====== Dataset records ======

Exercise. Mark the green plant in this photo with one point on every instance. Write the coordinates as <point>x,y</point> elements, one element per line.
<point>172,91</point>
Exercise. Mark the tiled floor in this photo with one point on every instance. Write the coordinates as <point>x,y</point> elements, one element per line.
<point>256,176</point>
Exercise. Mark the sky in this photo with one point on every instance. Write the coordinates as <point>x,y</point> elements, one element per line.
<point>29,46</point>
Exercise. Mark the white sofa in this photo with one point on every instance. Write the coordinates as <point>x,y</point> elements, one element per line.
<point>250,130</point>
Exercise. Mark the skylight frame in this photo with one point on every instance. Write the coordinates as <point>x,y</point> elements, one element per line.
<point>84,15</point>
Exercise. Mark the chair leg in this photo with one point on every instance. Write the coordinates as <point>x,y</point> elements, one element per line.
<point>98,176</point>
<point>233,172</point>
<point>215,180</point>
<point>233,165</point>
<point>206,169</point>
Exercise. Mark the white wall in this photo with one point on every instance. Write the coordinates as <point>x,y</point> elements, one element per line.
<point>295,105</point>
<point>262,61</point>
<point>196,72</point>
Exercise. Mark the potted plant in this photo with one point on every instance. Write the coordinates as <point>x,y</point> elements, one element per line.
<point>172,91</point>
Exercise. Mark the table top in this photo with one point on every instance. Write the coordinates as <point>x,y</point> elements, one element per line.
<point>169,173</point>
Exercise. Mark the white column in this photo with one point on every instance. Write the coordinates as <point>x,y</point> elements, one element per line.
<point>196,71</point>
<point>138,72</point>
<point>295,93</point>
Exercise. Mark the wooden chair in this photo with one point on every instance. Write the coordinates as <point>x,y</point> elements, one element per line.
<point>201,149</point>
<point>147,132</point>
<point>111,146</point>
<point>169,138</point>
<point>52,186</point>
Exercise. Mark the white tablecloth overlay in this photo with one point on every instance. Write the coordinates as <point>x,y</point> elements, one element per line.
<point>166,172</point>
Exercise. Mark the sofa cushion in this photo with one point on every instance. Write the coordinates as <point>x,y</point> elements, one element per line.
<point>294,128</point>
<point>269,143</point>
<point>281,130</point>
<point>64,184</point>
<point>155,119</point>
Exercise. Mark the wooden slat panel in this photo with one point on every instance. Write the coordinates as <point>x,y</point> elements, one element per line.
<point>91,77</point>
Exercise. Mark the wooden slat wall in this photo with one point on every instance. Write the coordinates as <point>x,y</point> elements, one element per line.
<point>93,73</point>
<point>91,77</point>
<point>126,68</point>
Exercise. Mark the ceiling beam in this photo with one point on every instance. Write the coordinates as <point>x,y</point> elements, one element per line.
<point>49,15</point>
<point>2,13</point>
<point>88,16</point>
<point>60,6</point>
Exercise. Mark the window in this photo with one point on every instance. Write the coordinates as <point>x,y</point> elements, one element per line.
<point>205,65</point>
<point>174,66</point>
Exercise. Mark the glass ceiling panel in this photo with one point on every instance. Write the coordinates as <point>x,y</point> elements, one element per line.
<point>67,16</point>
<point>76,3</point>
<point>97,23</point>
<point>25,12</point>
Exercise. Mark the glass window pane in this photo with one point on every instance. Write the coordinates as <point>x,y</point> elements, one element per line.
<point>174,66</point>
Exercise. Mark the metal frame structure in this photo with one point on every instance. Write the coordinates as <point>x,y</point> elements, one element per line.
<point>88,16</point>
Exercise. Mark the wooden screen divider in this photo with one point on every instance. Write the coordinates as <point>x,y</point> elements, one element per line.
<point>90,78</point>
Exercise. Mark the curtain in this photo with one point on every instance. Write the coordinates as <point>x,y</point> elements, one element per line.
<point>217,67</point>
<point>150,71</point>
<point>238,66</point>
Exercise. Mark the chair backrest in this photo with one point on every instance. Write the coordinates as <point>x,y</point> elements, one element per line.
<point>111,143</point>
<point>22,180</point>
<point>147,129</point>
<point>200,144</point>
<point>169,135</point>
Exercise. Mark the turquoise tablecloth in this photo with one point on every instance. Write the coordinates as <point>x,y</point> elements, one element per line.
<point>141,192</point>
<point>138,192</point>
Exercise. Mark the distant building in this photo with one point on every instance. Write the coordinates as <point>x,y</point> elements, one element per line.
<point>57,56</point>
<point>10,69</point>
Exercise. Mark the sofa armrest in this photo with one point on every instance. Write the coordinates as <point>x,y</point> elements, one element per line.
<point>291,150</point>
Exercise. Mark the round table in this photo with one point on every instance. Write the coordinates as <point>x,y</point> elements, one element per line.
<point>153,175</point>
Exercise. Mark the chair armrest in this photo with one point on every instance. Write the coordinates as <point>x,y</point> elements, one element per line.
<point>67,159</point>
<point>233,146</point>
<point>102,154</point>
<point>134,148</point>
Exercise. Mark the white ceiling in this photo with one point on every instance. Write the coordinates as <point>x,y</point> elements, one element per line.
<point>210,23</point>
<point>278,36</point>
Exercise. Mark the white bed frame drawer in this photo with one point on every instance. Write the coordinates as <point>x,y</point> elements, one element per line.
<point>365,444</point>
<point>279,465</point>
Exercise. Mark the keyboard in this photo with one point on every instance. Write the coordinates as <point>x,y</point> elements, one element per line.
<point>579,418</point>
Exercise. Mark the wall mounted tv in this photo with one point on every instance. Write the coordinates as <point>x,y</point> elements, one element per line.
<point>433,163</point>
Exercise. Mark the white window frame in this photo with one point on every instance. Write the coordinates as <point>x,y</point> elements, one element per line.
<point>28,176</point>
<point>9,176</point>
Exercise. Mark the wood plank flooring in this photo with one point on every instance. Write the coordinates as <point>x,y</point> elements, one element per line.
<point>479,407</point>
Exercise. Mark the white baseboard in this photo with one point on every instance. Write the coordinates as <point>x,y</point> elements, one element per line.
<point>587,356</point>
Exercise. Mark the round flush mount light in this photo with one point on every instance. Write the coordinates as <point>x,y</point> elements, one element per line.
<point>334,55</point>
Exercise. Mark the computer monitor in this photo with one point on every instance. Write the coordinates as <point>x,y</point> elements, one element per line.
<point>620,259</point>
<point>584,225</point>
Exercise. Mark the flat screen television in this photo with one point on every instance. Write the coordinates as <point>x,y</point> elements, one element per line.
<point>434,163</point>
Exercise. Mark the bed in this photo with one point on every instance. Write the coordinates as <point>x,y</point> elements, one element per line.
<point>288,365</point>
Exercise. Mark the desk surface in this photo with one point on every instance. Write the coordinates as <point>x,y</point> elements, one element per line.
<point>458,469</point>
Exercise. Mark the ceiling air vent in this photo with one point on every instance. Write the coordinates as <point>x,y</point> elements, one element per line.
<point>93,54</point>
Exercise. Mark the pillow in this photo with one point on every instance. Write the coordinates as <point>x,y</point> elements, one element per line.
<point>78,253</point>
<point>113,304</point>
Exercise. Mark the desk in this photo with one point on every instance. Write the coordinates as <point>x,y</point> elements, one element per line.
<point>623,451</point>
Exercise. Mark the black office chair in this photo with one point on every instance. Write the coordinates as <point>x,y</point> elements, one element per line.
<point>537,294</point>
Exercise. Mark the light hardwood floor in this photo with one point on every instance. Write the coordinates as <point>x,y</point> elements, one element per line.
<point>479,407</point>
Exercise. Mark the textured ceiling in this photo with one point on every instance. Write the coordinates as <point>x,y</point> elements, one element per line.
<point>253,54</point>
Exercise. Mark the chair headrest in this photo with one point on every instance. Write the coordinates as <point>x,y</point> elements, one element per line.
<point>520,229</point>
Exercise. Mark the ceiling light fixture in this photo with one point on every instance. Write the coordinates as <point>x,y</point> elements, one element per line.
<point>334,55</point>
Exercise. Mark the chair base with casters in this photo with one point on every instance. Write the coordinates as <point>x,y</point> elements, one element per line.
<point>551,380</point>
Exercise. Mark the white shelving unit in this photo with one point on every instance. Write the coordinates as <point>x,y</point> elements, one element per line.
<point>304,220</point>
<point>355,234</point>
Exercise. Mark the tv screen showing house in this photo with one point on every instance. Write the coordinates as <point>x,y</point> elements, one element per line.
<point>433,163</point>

======

- About this task:
Starting with the line that contains "Exercise. Mark the tv", restate every line through the end of the records above, exactly and with no other lines.

- Written reply:
Exercise. Mark the tv screen showing house in this photo with one point on every instance. Write the coordinates as <point>x,y</point> elements, one element per line.
<point>433,163</point>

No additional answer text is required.